** start Extracted entries **
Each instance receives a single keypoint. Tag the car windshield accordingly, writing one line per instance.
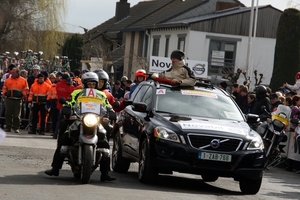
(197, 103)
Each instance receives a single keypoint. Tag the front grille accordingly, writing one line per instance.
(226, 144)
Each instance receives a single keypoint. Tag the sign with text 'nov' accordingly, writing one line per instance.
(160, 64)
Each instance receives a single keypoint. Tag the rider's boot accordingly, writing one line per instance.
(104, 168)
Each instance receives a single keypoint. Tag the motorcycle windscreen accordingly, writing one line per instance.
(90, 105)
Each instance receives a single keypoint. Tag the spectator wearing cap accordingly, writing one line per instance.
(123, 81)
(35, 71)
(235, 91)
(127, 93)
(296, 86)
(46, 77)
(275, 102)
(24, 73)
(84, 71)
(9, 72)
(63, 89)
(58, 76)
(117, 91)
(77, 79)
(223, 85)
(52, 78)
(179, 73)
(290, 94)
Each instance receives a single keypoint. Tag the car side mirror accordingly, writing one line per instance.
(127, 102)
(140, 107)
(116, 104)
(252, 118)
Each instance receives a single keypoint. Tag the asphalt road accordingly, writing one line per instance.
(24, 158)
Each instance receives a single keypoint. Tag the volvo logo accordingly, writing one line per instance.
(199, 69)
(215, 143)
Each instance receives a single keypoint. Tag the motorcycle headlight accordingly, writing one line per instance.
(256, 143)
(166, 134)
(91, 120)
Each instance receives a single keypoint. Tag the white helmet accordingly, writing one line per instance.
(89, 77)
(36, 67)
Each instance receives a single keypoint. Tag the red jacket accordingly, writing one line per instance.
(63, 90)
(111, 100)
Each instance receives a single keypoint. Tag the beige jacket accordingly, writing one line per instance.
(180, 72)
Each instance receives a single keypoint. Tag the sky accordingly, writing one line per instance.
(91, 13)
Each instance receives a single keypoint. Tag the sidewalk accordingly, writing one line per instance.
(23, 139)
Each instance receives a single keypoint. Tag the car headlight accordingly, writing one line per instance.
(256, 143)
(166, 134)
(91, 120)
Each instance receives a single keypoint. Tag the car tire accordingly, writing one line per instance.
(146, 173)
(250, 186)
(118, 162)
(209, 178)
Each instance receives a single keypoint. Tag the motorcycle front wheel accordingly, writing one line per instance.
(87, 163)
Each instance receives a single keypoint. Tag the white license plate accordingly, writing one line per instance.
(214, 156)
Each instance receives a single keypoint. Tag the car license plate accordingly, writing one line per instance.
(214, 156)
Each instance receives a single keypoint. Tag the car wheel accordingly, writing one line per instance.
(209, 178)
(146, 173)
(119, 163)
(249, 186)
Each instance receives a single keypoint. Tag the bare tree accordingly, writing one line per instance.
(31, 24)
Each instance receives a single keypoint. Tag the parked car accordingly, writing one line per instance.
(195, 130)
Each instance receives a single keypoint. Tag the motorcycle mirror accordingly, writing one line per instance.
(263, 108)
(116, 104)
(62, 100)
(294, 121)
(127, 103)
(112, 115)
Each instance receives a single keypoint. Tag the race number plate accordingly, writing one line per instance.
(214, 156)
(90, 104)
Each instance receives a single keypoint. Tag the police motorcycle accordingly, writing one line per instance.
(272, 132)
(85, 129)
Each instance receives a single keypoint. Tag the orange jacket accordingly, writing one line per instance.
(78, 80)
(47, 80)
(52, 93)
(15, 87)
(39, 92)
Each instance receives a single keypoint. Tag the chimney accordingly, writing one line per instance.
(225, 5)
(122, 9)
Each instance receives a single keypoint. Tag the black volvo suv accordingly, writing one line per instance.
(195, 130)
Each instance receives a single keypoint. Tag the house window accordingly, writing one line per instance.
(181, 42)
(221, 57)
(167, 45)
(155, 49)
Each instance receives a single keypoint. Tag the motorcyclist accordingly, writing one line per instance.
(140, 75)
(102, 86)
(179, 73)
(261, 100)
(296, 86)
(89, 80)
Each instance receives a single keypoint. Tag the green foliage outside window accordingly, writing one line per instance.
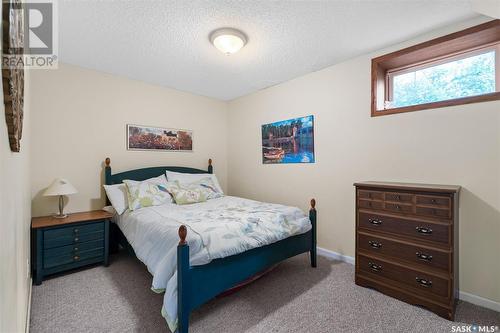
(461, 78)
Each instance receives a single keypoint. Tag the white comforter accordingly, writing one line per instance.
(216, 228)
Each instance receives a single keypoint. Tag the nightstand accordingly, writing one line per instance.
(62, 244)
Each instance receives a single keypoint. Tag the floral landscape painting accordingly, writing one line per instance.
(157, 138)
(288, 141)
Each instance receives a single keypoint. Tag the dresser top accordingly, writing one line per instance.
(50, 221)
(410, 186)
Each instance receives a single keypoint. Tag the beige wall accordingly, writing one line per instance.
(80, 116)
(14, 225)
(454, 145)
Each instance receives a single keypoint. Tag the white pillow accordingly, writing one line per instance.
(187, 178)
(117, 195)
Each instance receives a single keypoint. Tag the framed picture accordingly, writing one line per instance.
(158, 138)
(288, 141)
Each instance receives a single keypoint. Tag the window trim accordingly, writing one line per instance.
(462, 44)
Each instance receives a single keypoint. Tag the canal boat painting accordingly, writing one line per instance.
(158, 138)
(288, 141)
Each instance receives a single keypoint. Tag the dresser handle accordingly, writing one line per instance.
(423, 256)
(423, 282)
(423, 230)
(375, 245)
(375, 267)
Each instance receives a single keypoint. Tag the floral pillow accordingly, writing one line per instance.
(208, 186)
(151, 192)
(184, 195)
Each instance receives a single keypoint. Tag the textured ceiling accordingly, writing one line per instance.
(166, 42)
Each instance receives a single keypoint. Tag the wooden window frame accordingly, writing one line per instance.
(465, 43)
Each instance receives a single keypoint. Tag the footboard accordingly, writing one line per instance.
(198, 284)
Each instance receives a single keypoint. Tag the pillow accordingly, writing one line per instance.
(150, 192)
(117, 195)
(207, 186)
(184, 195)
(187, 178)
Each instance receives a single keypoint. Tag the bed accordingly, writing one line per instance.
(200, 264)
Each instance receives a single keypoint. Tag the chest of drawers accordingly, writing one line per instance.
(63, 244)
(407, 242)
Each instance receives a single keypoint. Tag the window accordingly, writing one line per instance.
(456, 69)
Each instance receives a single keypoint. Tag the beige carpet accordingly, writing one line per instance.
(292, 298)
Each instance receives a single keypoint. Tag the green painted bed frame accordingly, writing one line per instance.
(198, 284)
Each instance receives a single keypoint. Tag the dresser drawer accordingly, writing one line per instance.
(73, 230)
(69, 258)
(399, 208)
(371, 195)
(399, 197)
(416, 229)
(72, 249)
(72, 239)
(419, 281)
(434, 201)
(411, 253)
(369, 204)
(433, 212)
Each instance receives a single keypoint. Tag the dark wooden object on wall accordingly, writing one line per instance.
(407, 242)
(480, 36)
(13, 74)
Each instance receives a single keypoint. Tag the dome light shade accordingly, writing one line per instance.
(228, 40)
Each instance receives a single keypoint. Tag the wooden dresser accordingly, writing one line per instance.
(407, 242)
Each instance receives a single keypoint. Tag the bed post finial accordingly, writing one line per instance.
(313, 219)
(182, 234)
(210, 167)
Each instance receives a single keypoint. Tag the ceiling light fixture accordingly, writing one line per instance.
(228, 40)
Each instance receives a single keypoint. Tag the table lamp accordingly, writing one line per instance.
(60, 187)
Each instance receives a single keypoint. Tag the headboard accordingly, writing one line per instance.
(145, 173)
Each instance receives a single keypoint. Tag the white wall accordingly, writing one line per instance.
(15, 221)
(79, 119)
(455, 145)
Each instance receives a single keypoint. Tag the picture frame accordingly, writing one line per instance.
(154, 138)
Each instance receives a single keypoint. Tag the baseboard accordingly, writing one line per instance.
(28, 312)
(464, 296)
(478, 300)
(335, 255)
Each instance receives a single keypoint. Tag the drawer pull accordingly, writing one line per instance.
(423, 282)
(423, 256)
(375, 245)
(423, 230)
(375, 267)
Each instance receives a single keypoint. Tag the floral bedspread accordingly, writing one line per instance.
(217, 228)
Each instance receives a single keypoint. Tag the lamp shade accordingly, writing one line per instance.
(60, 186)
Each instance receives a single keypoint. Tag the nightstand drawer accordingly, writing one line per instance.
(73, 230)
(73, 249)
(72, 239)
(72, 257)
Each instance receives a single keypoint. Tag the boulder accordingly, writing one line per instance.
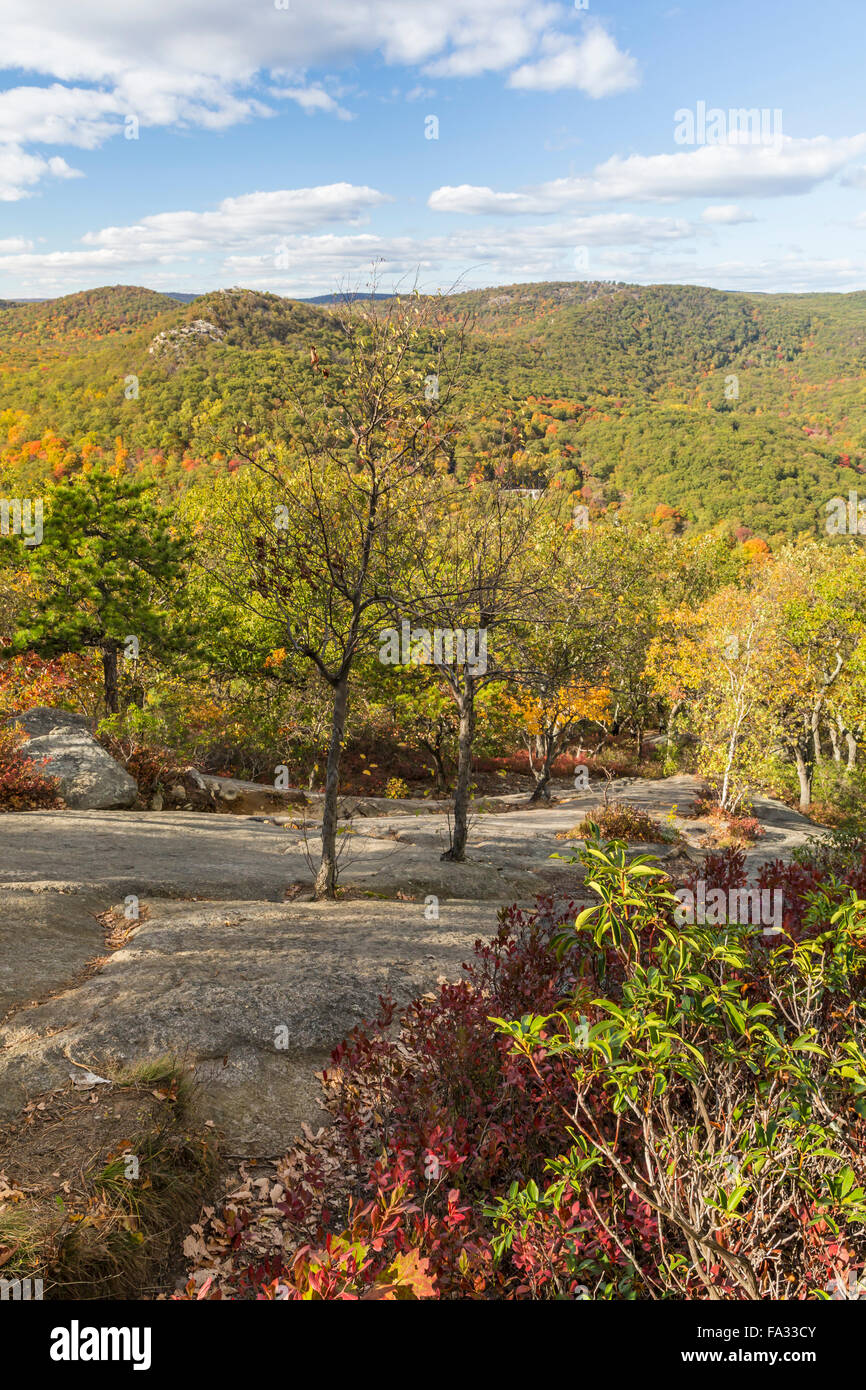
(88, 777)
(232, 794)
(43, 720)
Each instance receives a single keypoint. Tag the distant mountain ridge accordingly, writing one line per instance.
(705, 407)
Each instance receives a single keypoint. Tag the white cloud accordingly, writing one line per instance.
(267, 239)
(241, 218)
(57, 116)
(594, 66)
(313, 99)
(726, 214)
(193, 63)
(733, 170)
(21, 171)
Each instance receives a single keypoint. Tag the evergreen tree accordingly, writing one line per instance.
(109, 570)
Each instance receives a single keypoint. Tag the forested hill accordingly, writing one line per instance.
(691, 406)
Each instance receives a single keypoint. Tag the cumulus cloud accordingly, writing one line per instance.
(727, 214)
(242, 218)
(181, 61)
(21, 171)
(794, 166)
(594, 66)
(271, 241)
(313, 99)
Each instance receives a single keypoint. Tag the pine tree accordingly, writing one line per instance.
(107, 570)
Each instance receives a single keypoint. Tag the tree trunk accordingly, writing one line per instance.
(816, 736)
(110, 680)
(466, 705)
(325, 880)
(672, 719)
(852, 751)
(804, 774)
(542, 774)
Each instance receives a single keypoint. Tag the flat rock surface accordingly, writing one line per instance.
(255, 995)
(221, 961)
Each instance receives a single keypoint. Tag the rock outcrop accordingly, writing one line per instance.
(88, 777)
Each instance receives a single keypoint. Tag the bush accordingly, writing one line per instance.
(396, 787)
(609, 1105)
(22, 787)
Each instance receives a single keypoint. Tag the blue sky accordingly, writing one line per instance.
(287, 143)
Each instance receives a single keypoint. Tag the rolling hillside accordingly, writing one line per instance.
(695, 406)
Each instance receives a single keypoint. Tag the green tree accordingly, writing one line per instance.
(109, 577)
** end Extracted entries **
**Problem requirements**. Quote the lines of the listing above that run from the line with "Each instance receives a single keypoint. Tag the pine" through its last line, both included, and nothing else.

**Output**.
Each instance receives a single keypoint. Tag the pine tree accordingly, writing one line per instance.
(107, 570)
Each instance receives a single keypoint. Tag the tree trunk accordingly, writing one line per instance.
(816, 736)
(110, 680)
(466, 705)
(325, 880)
(672, 719)
(852, 751)
(804, 774)
(542, 774)
Each instance receives a single keypoint. Tag the flat rock surface accordingly, writing one line per instance.
(255, 995)
(221, 961)
Each instance receives a single keypoint. Tag the rock outcrop accordingly, writing one line per instance.
(88, 777)
Each instance receives a single keypoint. Tag the bush accordingly, writing one line per instance.
(396, 787)
(609, 1105)
(22, 787)
Each instance receives a single keypoint. Tag the blue sky accordingly, writing one line per instance.
(287, 143)
Each instance receives a single keypoint. Tag the rolling hillside accordingly, writing one line per instance.
(695, 406)
Each instance receives a single keypoint. Tag the green tree accordingly, writing one line per instance.
(109, 577)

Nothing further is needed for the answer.